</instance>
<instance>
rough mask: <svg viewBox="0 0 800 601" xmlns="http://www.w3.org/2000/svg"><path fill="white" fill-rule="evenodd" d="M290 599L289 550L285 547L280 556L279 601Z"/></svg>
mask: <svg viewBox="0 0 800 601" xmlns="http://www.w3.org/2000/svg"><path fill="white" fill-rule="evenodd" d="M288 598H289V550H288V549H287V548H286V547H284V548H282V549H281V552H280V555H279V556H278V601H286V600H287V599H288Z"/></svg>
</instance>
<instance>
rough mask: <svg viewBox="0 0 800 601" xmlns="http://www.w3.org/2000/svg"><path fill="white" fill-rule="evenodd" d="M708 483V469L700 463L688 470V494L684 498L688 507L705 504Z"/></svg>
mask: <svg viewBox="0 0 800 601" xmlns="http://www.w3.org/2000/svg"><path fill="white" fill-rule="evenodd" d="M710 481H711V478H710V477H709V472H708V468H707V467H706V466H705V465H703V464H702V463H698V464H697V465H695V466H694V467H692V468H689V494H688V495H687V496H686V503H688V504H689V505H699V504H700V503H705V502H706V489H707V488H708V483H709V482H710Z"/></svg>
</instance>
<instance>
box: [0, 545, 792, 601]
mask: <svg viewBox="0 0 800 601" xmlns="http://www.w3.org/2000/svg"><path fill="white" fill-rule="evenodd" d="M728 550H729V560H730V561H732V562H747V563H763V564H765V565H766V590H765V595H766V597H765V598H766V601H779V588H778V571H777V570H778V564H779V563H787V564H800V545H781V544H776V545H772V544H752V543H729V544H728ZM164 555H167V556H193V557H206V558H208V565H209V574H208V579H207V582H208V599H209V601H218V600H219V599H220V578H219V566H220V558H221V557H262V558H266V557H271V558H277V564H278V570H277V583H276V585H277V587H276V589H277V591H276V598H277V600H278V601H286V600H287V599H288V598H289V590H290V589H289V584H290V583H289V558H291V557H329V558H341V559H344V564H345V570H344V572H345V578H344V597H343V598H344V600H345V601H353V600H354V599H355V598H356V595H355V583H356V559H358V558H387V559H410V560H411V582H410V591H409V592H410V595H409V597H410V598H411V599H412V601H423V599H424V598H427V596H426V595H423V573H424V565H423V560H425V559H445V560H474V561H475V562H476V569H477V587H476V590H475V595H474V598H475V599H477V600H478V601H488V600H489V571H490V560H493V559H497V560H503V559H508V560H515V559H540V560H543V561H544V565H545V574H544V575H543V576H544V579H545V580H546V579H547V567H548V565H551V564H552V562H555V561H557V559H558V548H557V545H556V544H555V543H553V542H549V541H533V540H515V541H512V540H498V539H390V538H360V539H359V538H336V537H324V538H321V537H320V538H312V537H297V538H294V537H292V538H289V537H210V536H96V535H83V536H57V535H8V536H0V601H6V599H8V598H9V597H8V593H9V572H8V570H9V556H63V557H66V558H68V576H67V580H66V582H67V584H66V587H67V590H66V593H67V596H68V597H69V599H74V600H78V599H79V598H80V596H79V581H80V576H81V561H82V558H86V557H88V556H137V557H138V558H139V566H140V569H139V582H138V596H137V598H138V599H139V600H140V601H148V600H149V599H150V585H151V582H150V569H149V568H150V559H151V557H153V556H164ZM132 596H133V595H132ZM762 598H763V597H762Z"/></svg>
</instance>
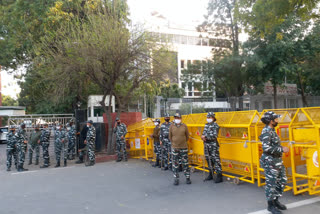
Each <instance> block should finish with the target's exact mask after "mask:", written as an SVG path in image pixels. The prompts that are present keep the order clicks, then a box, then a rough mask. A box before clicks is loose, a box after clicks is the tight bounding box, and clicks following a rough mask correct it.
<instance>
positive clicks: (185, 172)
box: [169, 113, 191, 185]
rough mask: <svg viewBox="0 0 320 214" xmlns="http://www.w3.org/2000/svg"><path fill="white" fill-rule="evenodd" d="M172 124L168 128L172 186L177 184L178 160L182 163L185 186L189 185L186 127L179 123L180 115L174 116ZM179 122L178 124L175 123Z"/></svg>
mask: <svg viewBox="0 0 320 214" xmlns="http://www.w3.org/2000/svg"><path fill="white" fill-rule="evenodd" d="M174 117H175V120H174V123H172V124H171V126H170V128H169V139H170V141H171V144H172V145H171V146H172V161H173V166H172V171H173V176H174V178H175V180H174V185H178V184H179V159H181V162H182V168H183V171H184V175H185V177H186V182H187V184H191V180H190V168H189V163H188V140H189V131H188V127H187V125H185V124H183V123H181V115H180V113H176V114H175V115H174ZM177 120H180V122H177Z"/></svg>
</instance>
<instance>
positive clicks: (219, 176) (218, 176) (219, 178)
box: [215, 173, 223, 184]
mask: <svg viewBox="0 0 320 214" xmlns="http://www.w3.org/2000/svg"><path fill="white" fill-rule="evenodd" d="M221 182H223V179H222V173H218V174H217V177H216V180H215V183H216V184H217V183H221Z"/></svg>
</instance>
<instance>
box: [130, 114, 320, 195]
mask: <svg viewBox="0 0 320 214" xmlns="http://www.w3.org/2000/svg"><path fill="white" fill-rule="evenodd" d="M266 111H273V112H275V113H276V114H278V115H281V116H282V117H281V118H280V119H279V125H278V126H277V127H276V128H275V129H276V132H277V134H278V135H279V137H280V140H281V145H282V146H287V147H289V148H290V152H289V153H284V154H283V162H284V166H285V167H286V172H287V176H288V185H287V186H286V188H285V191H288V190H293V193H294V194H295V195H296V194H300V193H303V192H307V191H308V192H309V194H310V195H312V194H316V193H320V170H319V164H318V160H319V158H318V154H319V152H320V151H319V150H320V131H319V129H320V108H303V109H277V110H264V111H263V112H261V114H259V113H258V112H257V111H254V110H253V111H241V112H240V111H239V112H217V113H216V119H217V124H218V125H219V126H220V131H219V134H218V142H219V145H220V158H221V164H222V171H223V175H224V176H226V177H229V178H232V179H233V182H234V183H235V184H239V182H240V181H243V182H248V183H255V180H257V184H258V186H262V185H265V183H263V182H262V180H265V175H264V170H263V169H262V168H261V166H260V157H261V155H262V143H261V142H260V140H259V136H260V135H261V131H262V129H263V127H264V126H265V125H264V124H263V123H262V122H261V121H260V118H261V116H262V115H263V114H264V113H265V112H266ZM206 116H207V113H201V114H190V115H183V116H182V122H183V123H185V124H186V125H187V126H188V129H189V133H190V137H189V141H188V149H189V164H190V167H191V171H194V170H201V171H206V172H208V165H207V163H206V159H205V156H204V145H203V141H202V139H201V136H202V132H203V129H204V126H205V124H206ZM172 119H173V118H171V120H172ZM160 120H161V123H163V122H164V118H160ZM154 127H155V126H154V124H153V119H146V120H144V121H141V122H139V123H136V124H133V125H131V126H129V127H128V135H127V142H128V143H129V144H130V150H129V154H130V157H131V158H140V159H146V160H154V158H155V157H154V154H153V139H152V138H151V135H152V134H153V129H154Z"/></svg>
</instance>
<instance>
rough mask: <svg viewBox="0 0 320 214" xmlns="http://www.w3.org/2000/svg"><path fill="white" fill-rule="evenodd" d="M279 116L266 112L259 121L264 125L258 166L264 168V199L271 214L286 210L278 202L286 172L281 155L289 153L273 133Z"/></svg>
mask: <svg viewBox="0 0 320 214" xmlns="http://www.w3.org/2000/svg"><path fill="white" fill-rule="evenodd" d="M279 117H280V116H279V115H277V114H275V113H274V112H272V111H269V112H266V113H265V114H264V115H263V117H262V118H261V121H262V122H263V123H264V124H266V126H265V127H264V128H263V129H262V132H261V135H260V137H259V138H260V140H261V142H262V149H263V154H262V156H261V158H260V164H261V166H262V167H263V168H264V173H265V177H266V186H265V192H266V198H267V200H268V210H269V211H270V212H271V213H272V214H279V213H281V211H280V210H286V209H287V208H286V206H285V205H283V204H281V203H280V202H279V197H280V196H282V193H283V190H284V188H285V185H286V183H287V177H286V170H285V167H284V165H283V161H282V153H287V152H289V148H288V147H282V146H281V144H280V138H279V136H278V135H277V133H276V131H275V129H274V128H275V127H276V126H277V125H278V120H279V119H278V118H279Z"/></svg>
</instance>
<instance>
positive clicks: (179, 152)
mask: <svg viewBox="0 0 320 214" xmlns="http://www.w3.org/2000/svg"><path fill="white" fill-rule="evenodd" d="M180 160H181V165H182V169H183V172H184V175H185V176H186V178H190V169H189V163H188V148H186V149H174V148H172V161H173V166H172V171H173V177H175V178H179V171H180V170H179V165H180V163H179V161H180Z"/></svg>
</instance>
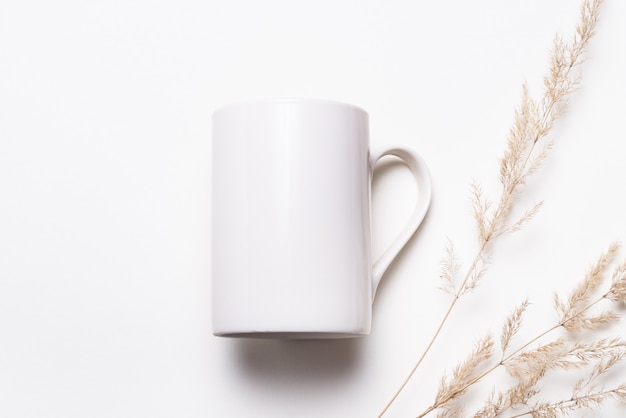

ABOUT THIS TASK: Repeat the entries above verbatim, but only from the line that has "Each <instance> block" down to the line that has "positive clicks: (219, 176)", inclusive.

RESULT BELOW:
Each <instance> block should finish with the target's exact mask after "mask:", written as an SVG path in image pixels. The prompts that are present keep the order clicks, then a box, then a rough mask. A box before clicks is loose, a box after clicks is the tight bounding box, and clicks following a rough mask correct it.
<instance>
positive clicks: (185, 172)
box: [169, 113, 191, 185]
rough mask: <svg viewBox="0 0 320 214" xmlns="http://www.w3.org/2000/svg"><path fill="white" fill-rule="evenodd" d="M172 124L168 128L172 186L177 184L178 160L182 163L185 186L189 185L186 127L179 123L180 115L174 116ZM179 122L178 124L175 123Z"/></svg>
mask: <svg viewBox="0 0 320 214" xmlns="http://www.w3.org/2000/svg"><path fill="white" fill-rule="evenodd" d="M174 117H175V120H174V123H172V124H171V126H170V128H169V139H170V141H171V144H172V145H171V146H172V161H173V166H172V171H173V176H174V178H175V180H174V185H178V184H179V159H181V162H182V168H183V171H184V175H185V177H186V182H187V184H191V180H190V168H189V163H188V140H189V131H188V127H187V125H185V124H183V123H181V115H180V113H176V114H175V115H174ZM177 120H180V122H177Z"/></svg>
</instance>
<instance>
positive clicks: (219, 176) (218, 176) (219, 178)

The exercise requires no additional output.